◆ Stated exercise
Recast every line of the records below as a Markdown table with the columns Row and Line, numbering each row and skipping blank lines. Leave the pictures out of the table.

◆ Supplied information

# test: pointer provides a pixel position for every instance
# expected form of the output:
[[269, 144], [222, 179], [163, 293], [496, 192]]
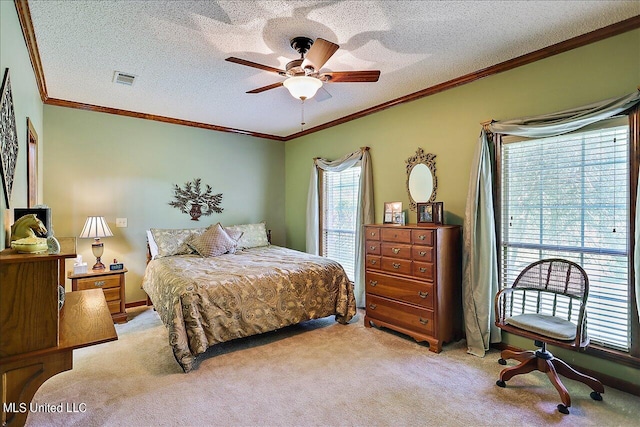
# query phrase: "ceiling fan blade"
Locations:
[[263, 88], [352, 76], [320, 52], [255, 65]]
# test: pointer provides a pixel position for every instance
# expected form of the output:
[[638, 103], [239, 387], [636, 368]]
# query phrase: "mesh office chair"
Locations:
[[547, 303]]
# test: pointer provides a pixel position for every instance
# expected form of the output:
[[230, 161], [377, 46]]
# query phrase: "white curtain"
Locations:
[[364, 215], [480, 258], [480, 282]]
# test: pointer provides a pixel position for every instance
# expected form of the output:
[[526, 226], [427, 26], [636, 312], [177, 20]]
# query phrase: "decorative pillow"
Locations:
[[174, 241], [235, 235], [213, 242], [254, 235]]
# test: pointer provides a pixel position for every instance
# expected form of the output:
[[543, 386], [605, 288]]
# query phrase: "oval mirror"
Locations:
[[421, 178]]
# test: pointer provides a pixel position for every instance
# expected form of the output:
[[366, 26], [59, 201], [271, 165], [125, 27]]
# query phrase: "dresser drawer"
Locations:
[[396, 250], [372, 233], [373, 247], [411, 291], [422, 253], [112, 294], [424, 270], [114, 306], [398, 235], [103, 282], [400, 314], [373, 261], [422, 237], [396, 265]]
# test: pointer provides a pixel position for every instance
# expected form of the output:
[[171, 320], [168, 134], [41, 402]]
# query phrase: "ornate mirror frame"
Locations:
[[427, 159]]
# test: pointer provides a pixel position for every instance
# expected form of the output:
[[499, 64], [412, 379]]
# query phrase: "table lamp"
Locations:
[[96, 227]]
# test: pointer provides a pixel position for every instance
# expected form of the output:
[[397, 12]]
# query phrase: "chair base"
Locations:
[[543, 361]]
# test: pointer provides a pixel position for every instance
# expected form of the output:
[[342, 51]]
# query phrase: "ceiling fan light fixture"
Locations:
[[302, 87]]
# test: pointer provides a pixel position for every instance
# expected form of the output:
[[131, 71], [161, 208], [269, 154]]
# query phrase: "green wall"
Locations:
[[27, 103], [448, 124], [122, 167]]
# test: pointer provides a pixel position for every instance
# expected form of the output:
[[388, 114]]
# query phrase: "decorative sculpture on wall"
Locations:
[[8, 138], [192, 201]]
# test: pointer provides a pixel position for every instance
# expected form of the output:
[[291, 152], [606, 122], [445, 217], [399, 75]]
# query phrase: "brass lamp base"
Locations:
[[97, 247]]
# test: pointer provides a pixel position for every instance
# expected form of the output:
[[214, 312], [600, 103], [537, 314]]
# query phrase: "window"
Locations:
[[338, 209], [568, 196]]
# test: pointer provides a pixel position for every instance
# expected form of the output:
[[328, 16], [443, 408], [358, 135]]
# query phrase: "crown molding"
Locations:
[[24, 16], [127, 113]]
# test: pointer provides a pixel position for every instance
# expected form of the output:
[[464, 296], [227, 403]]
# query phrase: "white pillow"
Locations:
[[153, 247]]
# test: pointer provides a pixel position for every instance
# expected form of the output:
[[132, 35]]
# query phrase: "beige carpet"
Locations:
[[318, 373]]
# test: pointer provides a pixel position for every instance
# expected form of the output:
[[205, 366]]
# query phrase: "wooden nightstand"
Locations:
[[111, 282]]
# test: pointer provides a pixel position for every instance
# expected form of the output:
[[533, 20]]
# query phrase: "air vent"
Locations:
[[123, 78]]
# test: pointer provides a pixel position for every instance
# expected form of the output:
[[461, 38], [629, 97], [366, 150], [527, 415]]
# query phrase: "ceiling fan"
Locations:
[[303, 75]]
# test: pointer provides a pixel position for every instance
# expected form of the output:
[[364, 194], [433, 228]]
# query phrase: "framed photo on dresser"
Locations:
[[430, 213]]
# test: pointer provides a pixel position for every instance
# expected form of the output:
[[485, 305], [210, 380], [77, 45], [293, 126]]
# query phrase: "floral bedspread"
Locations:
[[204, 301]]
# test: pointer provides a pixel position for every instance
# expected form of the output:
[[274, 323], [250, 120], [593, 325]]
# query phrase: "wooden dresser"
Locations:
[[37, 339], [413, 281]]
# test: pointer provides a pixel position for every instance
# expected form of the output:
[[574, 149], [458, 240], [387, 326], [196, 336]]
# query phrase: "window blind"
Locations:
[[338, 220], [568, 197]]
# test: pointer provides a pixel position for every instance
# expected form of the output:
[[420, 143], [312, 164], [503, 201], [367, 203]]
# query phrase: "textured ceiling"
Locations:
[[177, 50]]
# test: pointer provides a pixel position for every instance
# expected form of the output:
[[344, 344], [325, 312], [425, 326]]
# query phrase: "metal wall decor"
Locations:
[[8, 138], [191, 200]]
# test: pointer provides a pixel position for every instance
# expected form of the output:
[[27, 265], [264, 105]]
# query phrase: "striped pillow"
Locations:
[[213, 242]]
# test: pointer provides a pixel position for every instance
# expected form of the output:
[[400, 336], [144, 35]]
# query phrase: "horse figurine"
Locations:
[[27, 226]]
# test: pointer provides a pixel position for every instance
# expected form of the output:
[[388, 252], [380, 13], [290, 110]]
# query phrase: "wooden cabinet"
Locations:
[[413, 281], [37, 339], [111, 283]]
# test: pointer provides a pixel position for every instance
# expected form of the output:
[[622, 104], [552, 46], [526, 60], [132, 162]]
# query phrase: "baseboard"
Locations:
[[617, 383]]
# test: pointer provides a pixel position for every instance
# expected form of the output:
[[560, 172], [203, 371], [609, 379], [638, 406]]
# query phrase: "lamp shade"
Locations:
[[302, 87], [95, 226]]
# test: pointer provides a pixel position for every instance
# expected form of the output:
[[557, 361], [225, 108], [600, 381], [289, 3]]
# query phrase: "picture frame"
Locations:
[[393, 213], [8, 138], [430, 213]]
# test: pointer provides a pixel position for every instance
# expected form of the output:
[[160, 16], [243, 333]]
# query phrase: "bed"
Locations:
[[205, 300]]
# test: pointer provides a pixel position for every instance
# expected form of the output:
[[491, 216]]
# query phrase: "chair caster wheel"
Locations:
[[596, 396]]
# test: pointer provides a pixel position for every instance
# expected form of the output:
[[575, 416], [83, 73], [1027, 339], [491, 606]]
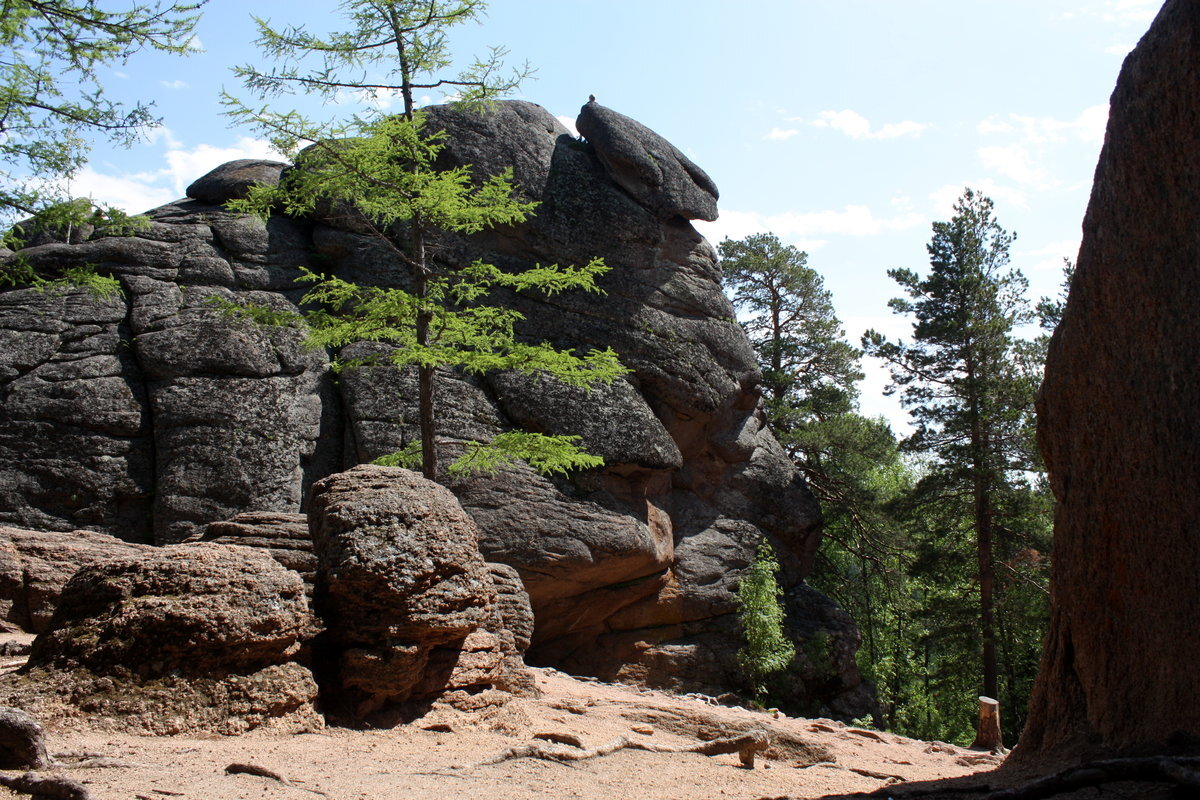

◆ Result of the exercise
| Row | Line |
|---|---|
| 1 | # test: pointer provides a pixel position for every instance |
| 2 | # expected form of the output: |
| 3 | [[269, 144], [222, 179], [163, 293], [496, 192]] |
| 4 | # query phrase: "ceiling fan blade" |
| 5 | Locations: |
| 6 | [[263, 88], [352, 76], [320, 52], [255, 65]] |
| 7 | # test: pointer provides a pixel position for every instance |
| 8 | # expected form of the output: |
| 9 | [[638, 103], [239, 387], [636, 368]] |
| 10 | # query phrase: "mesh office chair" |
| 11 | Locations: |
| 12 | [[547, 303]] |
| 13 | # test: pointer provides a pixel position for every instance |
| 14 | # expected form of the output: |
| 15 | [[230, 161], [377, 46]] |
| 16 | # query phrase: "white curtain" |
| 17 | Locations: |
| 18 | [[364, 215], [480, 258], [480, 282]] |
| 19 | # test: pointer provides a pixel position for every instance |
| 20 | # expected form of the output: |
| 21 | [[526, 226], [427, 26], [636, 312], [177, 20]] |
| 22 | # query phrase: "decorative pillow" |
| 23 | Locations: |
| 24 | [[174, 241], [235, 235], [213, 242], [254, 235]] |
| 25 | # test: pointer provides a pixel position for every instance |
| 26 | # expected form of the output: |
| 27 | [[543, 386], [605, 288]] |
| 28 | # query phrase: "oval mirror" |
| 29 | Locations: |
| 30 | [[421, 178]] |
| 31 | # test: pointer provides a pixel position for every instance |
| 32 | # expected form of the output: |
| 33 | [[366, 26], [59, 201], [271, 165], [125, 27]] |
| 34 | # query phrase: "dresser drawer" |
| 35 | Locations: |
| 36 | [[396, 250], [372, 233], [373, 247], [411, 291], [422, 253], [112, 294], [424, 270], [114, 306], [398, 235], [103, 282], [400, 314], [373, 261], [422, 237], [396, 265]] |
| 37 | # test: pointer provides a pixel position for every instance |
| 38 | # expected form of the output: |
| 39 | [[171, 320], [168, 134], [41, 402]] |
| 40 | # query phrase: "ornate mirror frame" |
| 41 | Locations: |
| 42 | [[427, 159]] |
| 43 | # test: pointer provides a pixel position for every instance |
| 44 | # expected form of the output: |
| 45 | [[499, 64], [412, 379]] |
| 46 | # query phrase: "table lamp" |
| 47 | Locations: |
| 48 | [[96, 227]] |
| 49 | # test: pointer provides a pixel position for every instance |
| 50 | # expected form of the output: |
| 51 | [[397, 12]] |
| 52 | # query phrase: "chair base" |
| 53 | Locations: |
| 54 | [[543, 361]] |
| 55 | # test: pointer provides a pixel position for every instance |
| 56 | # expected form of the output: |
| 57 | [[342, 51]] |
| 58 | # query phrase: "ceiling fan light fixture" |
| 59 | Locations: |
| 60 | [[302, 87]] |
| 61 | # test: pointer provides a pixel position for every instance |
| 62 | # expected form of the output: |
| 63 | [[131, 71], [161, 208], [269, 154]] |
| 64 | # query phrase: "green wall" |
| 65 | Locations: |
| 66 | [[27, 103], [448, 124], [122, 167]] |
| 67 | # test: pointer provides a pixel position for every instance |
| 68 | # expected form of the output: |
| 69 | [[388, 114]] |
| 70 | # query phrase: "decorative sculpture on wall" |
| 71 | Locations: |
| 72 | [[8, 138], [192, 201]] |
| 73 | # test: pointer provides a pixel position for every instance |
| 74 | # expected form of the output: |
| 75 | [[291, 152], [606, 122], [445, 217], [399, 75]] |
| 76 | # query phrase: "brass lamp base" |
| 77 | Locations: |
| 78 | [[97, 247]] |
| 79 | # test: pointer provides a pixel position for every instance |
| 80 | # expected form of the output: |
| 81 | [[214, 312], [600, 103], [537, 314]] |
| 82 | # query phrase: "window" |
| 83 | Locations: |
| 84 | [[338, 209], [568, 196]] |
| 85 | # test: pointer provides a pixel position for every instance |
| 86 | # expected form of the output: |
| 87 | [[328, 16], [443, 408], [358, 135]] |
| 88 | # query phrase: "crown molding" |
| 89 | Locations: |
| 90 | [[24, 16], [127, 113]] |
| 91 | # test: pointer provides a pixel position for every instance |
| 92 | # expected form of the output: |
| 93 | [[464, 296], [227, 403]] |
| 94 | # query phrase: "white pillow" |
| 95 | Locations: |
| 96 | [[153, 247]] |
| 97 | # test: pointer provides a pixel position for every instance |
| 98 | # expected form of the output: |
| 99 | [[132, 35]] |
| 100 | # query phrase: "beige carpet" |
| 101 | Locations: |
| 102 | [[318, 373]] |
| 103 | # test: pointer provides a pixel position for every instance |
| 104 | # expected form of the output: |
| 105 | [[205, 366]] |
| 106 | # query phrase: "wooden nightstand" |
| 107 | Locations: |
| 108 | [[111, 282]] |
| 109 | # test: pointer provides a pixel position for every instance |
| 110 | # expected form of the output: |
| 111 | [[533, 20]] |
| 112 | # query phrase: "air vent" |
| 113 | Locations: |
| 114 | [[123, 78]] |
| 115 | # test: pointer provides a pixel position for every instance |
| 116 | # expected form of the output: |
| 117 | [[461, 38], [629, 97], [366, 150], [527, 415]] |
| 118 | # query phrase: "ceiling fan" |
| 119 | Locations: |
| 120 | [[303, 75]] |
| 121 | # test: pointer provides a pixel position for every instance |
| 122 | # expected form of the output: |
| 123 | [[364, 194], [433, 228]] |
| 124 | # query phrase: "framed photo on dresser" |
| 125 | Locations: |
| 126 | [[430, 213]] |
| 127 | # test: pointer provides a pixel position for every instance |
| 128 | # expected form of the output: |
| 129 | [[485, 305], [210, 380], [77, 45], [293, 126]] |
| 130 | # query phrase: "floral bedspread" |
| 131 | Locations: |
| 132 | [[204, 301]] |
| 133 | # test: pointer provides a pixel position for every instance |
| 134 | # expected form of the output: |
| 135 | [[274, 323], [250, 120], [593, 325]] |
| 136 | # query phrase: "wooden dresser" |
| 137 | Locations: |
| 138 | [[37, 339], [413, 281]] |
| 139 | # test: pointer provides a pixel position for every instance |
| 140 | # expected form of the output: |
| 141 | [[574, 149], [458, 240], [387, 326], [196, 336]] |
| 142 | # query phrase: "window blind" |
| 143 | Locations: |
| 144 | [[338, 220], [568, 197]] |
| 145 | # test: pointer provides a pixel position for every instance |
| 146 | # expected form of the output: |
| 147 | [[420, 143], [312, 164], [503, 201], [367, 203]] |
| 148 | # query phrase: "textured ceiling" |
| 149 | Locations: |
| 150 | [[177, 50]] |
| 151 | # test: pointer provides a pixel position for every instance |
| 152 | # expected form of the output: |
| 153 | [[344, 344], [325, 312], [425, 326]] |
| 154 | # query phrase: "metal wall decor" |
| 155 | Locations: |
| 156 | [[8, 138], [191, 200]] |
| 157 | # test: pointer provides a pixel position for every instance |
| 158 | # expected form of the output: |
| 159 | [[27, 265], [264, 105]] |
| 160 | # query phrase: "striped pillow" |
| 161 | Locations: |
| 162 | [[213, 242]] |
| 163 | # test: pointer provides a pixel position for every instance |
| 164 | # expected form of the output: |
| 165 | [[400, 336], [144, 35]] |
| 166 | # query phrase: "horse figurine" |
| 167 | Locations: |
| 168 | [[27, 226]] |
| 169 | # test: pointer provides a pixel position for every instance |
| 170 | # expected form of the output: |
| 171 | [[388, 252], [380, 13], [290, 110]] |
| 172 | # query phrase: "wooden cabinet" |
| 173 | Locations: |
| 174 | [[413, 281], [37, 339], [111, 283]] |
| 175 | # test: pointer provides a pixel position for every instance |
| 176 | # expected form of the output: |
| 177 | [[622, 104], [552, 46], [526, 60], [132, 162]] |
| 178 | # query phrase: "baseboard" |
| 179 | Locations: |
| 180 | [[617, 383]] |
| 181 | # test: pointer provides a pixel position for every instance |
| 182 | # expected form of the output: |
| 183 | [[560, 172], [203, 371], [609, 379], [638, 406]] |
| 184 | # query phrase: "lamp shade" |
| 185 | Locations: |
| 186 | [[302, 87], [95, 226]] |
| 187 | # test: pointer provides a pixel position for every instance |
| 188 | # expected form of the output: |
| 189 | [[557, 361], [225, 108], [600, 381], [289, 3]] |
| 190 | # query phrase: "picture frame" |
| 191 | Locations: |
| 192 | [[393, 213], [8, 138], [430, 213]] |
| 193 | # test: pointer provides a pixel position for every instance |
| 194 | # expected form of the output: |
| 195 | [[160, 16], [243, 333]] |
| 196 | # query phrase: "bed" |
| 197 | Locations: |
| 198 | [[205, 300]] |
| 199 | # test: pointer provides a pixel position for every instance |
| 200 | # expected form of the output: |
| 201 | [[491, 216]] |
| 202 | # query phrase: "chair caster wheel" |
| 203 | Locations: |
| 204 | [[596, 396]] |
| 205 | # test: pointer provides a pixel position for every instance |
| 206 | # expected form of the output: |
| 207 | [[575, 416], [83, 73], [1027, 339], [491, 606]] |